**** Data for processing

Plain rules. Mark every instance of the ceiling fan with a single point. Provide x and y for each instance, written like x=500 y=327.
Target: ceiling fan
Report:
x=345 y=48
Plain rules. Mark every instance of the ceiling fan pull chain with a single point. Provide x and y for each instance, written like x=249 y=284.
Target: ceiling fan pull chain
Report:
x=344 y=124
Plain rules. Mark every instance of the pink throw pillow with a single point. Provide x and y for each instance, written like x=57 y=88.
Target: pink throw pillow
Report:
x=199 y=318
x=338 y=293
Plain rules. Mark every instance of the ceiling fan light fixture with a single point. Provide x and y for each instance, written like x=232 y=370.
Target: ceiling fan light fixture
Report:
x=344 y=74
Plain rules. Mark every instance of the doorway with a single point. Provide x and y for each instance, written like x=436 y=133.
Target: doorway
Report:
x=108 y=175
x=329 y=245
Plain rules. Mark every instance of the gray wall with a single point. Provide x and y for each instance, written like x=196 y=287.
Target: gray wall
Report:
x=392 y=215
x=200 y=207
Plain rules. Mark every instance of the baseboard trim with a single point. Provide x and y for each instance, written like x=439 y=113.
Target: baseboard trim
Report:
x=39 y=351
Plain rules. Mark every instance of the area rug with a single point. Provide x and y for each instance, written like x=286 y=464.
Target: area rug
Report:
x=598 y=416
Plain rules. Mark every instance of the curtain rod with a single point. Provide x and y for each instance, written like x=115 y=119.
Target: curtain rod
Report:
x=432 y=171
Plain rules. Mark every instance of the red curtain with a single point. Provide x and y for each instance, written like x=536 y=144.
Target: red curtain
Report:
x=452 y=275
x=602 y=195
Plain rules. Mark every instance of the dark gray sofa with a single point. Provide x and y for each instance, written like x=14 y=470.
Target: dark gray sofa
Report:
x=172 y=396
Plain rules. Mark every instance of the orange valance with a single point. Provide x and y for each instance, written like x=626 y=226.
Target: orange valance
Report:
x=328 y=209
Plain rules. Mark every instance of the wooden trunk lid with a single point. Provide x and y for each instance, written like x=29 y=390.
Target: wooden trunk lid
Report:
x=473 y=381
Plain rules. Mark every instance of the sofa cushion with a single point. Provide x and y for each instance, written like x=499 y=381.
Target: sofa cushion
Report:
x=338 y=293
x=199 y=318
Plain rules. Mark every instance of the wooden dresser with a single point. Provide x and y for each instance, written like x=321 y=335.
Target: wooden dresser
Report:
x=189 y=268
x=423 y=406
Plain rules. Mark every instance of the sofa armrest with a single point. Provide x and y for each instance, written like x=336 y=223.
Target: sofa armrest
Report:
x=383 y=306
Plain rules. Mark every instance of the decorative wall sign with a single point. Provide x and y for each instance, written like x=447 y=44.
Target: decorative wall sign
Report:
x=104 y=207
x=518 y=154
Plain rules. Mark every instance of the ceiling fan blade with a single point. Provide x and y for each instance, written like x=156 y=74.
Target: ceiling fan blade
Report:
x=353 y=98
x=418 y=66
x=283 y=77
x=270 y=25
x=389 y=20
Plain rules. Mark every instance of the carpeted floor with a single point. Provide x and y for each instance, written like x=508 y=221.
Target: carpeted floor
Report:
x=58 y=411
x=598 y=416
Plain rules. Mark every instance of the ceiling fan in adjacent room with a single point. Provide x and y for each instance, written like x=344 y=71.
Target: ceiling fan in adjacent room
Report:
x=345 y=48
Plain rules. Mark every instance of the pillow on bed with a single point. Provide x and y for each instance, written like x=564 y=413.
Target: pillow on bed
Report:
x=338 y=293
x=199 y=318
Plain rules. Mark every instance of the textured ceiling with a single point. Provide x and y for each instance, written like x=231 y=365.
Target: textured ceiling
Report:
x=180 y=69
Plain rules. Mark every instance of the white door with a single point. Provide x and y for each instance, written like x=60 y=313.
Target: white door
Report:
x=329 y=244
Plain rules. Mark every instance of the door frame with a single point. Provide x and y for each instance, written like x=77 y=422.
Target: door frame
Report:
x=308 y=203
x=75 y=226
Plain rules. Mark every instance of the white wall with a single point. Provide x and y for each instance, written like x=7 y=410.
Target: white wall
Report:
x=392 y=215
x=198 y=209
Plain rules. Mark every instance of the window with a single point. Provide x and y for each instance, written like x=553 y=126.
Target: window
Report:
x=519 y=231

********

#### Directions
Change every "Report" in the records above to "Output" and reproduce them with nothing else altered.

#### Solution below
Plain rules. Mark every instance of the ceiling fan with a single point. Provide x and y for each instance, written like x=500 y=327.
Target: ceiling fan
Output:
x=345 y=48
Plain rules. Mark every instance of the ceiling fan pull chain with a single point. Provide x and y for each instance, written like x=249 y=284.
Target: ceiling fan pull chain
Output:
x=344 y=124
Plain rules. Mark every instance of the pink throw pillow with a single point. Provide x and y for each instance, written like x=57 y=88.
Target: pink throw pillow
Output:
x=199 y=318
x=338 y=293
Plain rules. Mark every instance of the ceiling fan light fixture with a single point. Provide x and y for each instance, written like x=232 y=370.
Target: ceiling fan light fixture
Output:
x=344 y=74
Plain rules. Mark every instance of the doorway with a single point. Provide x and y for each instance, written like x=436 y=133.
Target: doorway
Output:
x=108 y=175
x=329 y=245
Plain rules. Mark every instance of the gray wall with a single point. Provide x and y for each instance, written like x=196 y=287.
Target: gray wall
Output:
x=392 y=215
x=200 y=207
Plain rules. Mark every instance of the baseboard trim with a single point. Provide x and y for each instance, written like x=439 y=113.
Target: baseboard trim
Output:
x=39 y=351
Plain rules. Mark every instance of the area rug with a single point. Provide x and y for each instance, written like x=286 y=464.
Target: area rug
Output:
x=598 y=416
Plain rules. Mark every instance of the curtain rod with a single point. Provide x and y for each instance, written like x=115 y=119.
Target: curtain rod
Output:
x=432 y=171
Plain rules. Mark every instance of the red curtain with a single point. Provide x and y for each instance, written like x=536 y=144.
Target: red curtain
Output:
x=452 y=275
x=602 y=195
Plain rules. Mark every instance of the dark gray sofa with a single point. Provide x and y for each instance, written like x=14 y=470.
Target: dark gray sofa
Output:
x=172 y=396
Plain rules. Mark every instance of the orange valance with a single point. Provide x and y for each instance, written like x=626 y=226.
Target: orange valance
Output:
x=328 y=209
Plain rules. Mark every instance of the wooden trunk lid with a single point. Provide x and y for each instance, written like x=29 y=390.
Target: wooden trunk lid
Output:
x=473 y=381
Plain rules. Mark every instance of the sofa cushion with a single point. Provide x and y for each instance, written like x=499 y=381.
Target: sofa cushion
Output:
x=338 y=293
x=199 y=318
Plain rules. Mark every instance of the wooden dresser with a single point. Provide x and y for each instance, written like x=321 y=335.
Target: wooden dresser
Output:
x=189 y=268
x=423 y=406
Plain rules. Mark every instance of the sofa armrest with a single point. Provide x and y for each instance, written like x=336 y=223.
Target: sofa armrest
Output:
x=383 y=306
Plain rules. Mark every instance of the decorative wall sign with a single point. Provide x and y for each instance, written like x=447 y=44.
Target: decorative wall sign
Output:
x=104 y=207
x=518 y=154
Plain rules. Mark every instance of the ceiling fan blade with a single point. Provide x and y for each instance, written like x=156 y=74.
Target: ceiling fan blade
Output:
x=353 y=98
x=418 y=66
x=283 y=77
x=270 y=25
x=389 y=20
Plain rules. Mark every instance of the carpeted floor with a single point. Provide x and y for each instance, written like x=508 y=221.
Target: carpeted floor
Output:
x=58 y=411
x=598 y=416
Plain rules. Mark every instance of the ceiling fan in adjacent room with a single point. Provide x and y for each instance, written like x=344 y=71.
Target: ceiling fan in adjacent room
Output:
x=345 y=48
Plain rules. Mark every instance of the pillow on bed with a single point. Provide x and y for each instance, written like x=564 y=413.
Target: pillow on bed
Output:
x=338 y=293
x=199 y=318
Plain rules. Mark every instance of the textured ceiling with a single point. Provide x and y for each instance, written like x=231 y=365.
Target: textured ceiling
Output:
x=180 y=69
Plain rules. Mark every instance of the white door with a single point. Provide x and y for each instance, written like x=60 y=313.
Target: white door
Output:
x=329 y=244
Plain rules. Mark every instance of the door frame with a single point. Provide x and y for each instance, written like x=77 y=422.
Target: door frame
Output:
x=308 y=203
x=75 y=226
Plain rules. Mark every instance of the white wall with a single point. Provide x and y for each instance, written like x=7 y=410.
Target: white wall
Output:
x=392 y=215
x=198 y=209
Plain rules. Mark every instance of the window with a single point. Provide x and y for each instance, written like x=553 y=126.
Target: window
Output:
x=519 y=231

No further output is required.